> Excerpt to read:
○ ○ ○ ○
Dawkins has oft repeated his belief that the religious indoctrination of children is tantamount to child abuse. While this view is admittedly a bit extreme, he does make a good point: it is unfair to label children as anything, seeing as they are not mature, responsible and knowledgeable enough to be able to decide for themselves.

Anyway, back to Ed West’s nonsense.

It’s a basic premise of liberalism, and of anti-authoritarian regimes generally, that people do not attempt to interfere with other people’s children, and the way their parents try to raise them. Whether people wanted to bring up their kids as Christians or Muslims, vegetarians, Marxists or Latin speakers, conservatives or liberals was up to them, so long as they did not abuse them, and society had a pretty agreed notion of what abuse was. So when Dawkins suggested that raising children as religious was a form of child abuse in itself he showed his true Stalinist colours.
○ ○ ○ ○
> Dataset content:

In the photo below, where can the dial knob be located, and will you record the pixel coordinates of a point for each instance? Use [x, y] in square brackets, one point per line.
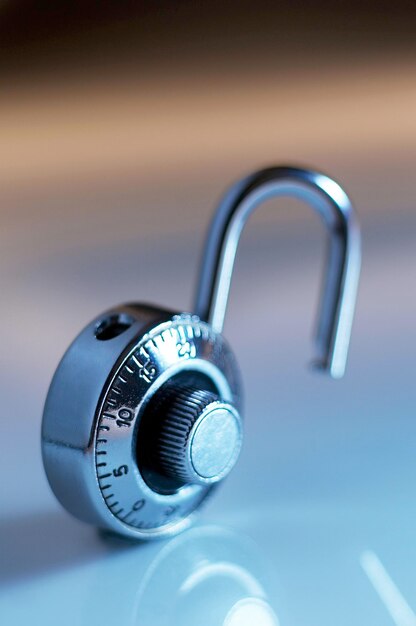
[199, 436]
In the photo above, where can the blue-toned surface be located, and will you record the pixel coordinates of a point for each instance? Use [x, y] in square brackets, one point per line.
[320, 512]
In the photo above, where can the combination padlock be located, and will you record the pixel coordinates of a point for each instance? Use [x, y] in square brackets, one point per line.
[143, 415]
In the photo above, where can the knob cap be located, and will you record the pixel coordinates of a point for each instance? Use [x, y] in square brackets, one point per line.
[199, 438]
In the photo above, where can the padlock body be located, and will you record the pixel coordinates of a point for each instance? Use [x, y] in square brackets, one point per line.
[99, 401]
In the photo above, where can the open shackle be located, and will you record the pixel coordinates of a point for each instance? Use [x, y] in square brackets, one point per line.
[144, 415]
[331, 202]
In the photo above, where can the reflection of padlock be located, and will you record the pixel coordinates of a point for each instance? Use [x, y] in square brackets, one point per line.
[142, 417]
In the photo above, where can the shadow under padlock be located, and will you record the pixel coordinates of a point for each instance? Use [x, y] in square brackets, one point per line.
[143, 415]
[208, 575]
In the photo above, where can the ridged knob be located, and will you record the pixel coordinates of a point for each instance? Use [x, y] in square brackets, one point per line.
[199, 438]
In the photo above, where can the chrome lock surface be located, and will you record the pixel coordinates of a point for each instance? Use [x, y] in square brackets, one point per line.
[143, 416]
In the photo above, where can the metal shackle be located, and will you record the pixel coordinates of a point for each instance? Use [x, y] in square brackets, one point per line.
[331, 202]
[144, 413]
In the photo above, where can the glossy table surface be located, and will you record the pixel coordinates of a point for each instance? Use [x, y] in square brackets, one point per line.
[316, 524]
[106, 186]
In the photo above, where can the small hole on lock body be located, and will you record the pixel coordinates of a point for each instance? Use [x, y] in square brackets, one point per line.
[112, 326]
[149, 428]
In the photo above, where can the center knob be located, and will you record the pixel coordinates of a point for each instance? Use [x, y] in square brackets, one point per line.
[199, 436]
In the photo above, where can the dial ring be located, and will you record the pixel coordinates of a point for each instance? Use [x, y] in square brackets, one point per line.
[128, 503]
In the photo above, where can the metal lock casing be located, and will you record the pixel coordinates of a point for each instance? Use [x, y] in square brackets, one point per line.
[89, 454]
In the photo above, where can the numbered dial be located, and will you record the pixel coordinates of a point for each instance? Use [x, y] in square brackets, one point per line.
[141, 420]
[167, 428]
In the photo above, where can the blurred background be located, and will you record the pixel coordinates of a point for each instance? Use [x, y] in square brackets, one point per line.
[121, 125]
○ ○ ○ ○
> Exercise directions: Repeat the part of the Dawkins text starting with "Dawkins has oft" and going on through "Ed West’s nonsense.", word for word.

> Answer section:
Dawkins has oft repeated his belief that the religious indoctrination of children is tantamount to child abuse. While this view is admittedly a bit extreme, he does make a good point: it is unfair to label children as anything, seeing as they are not mature, responsible and knowledgeable enough to be able to decide for themselves.

Anyway, back to Ed West’s nonsense.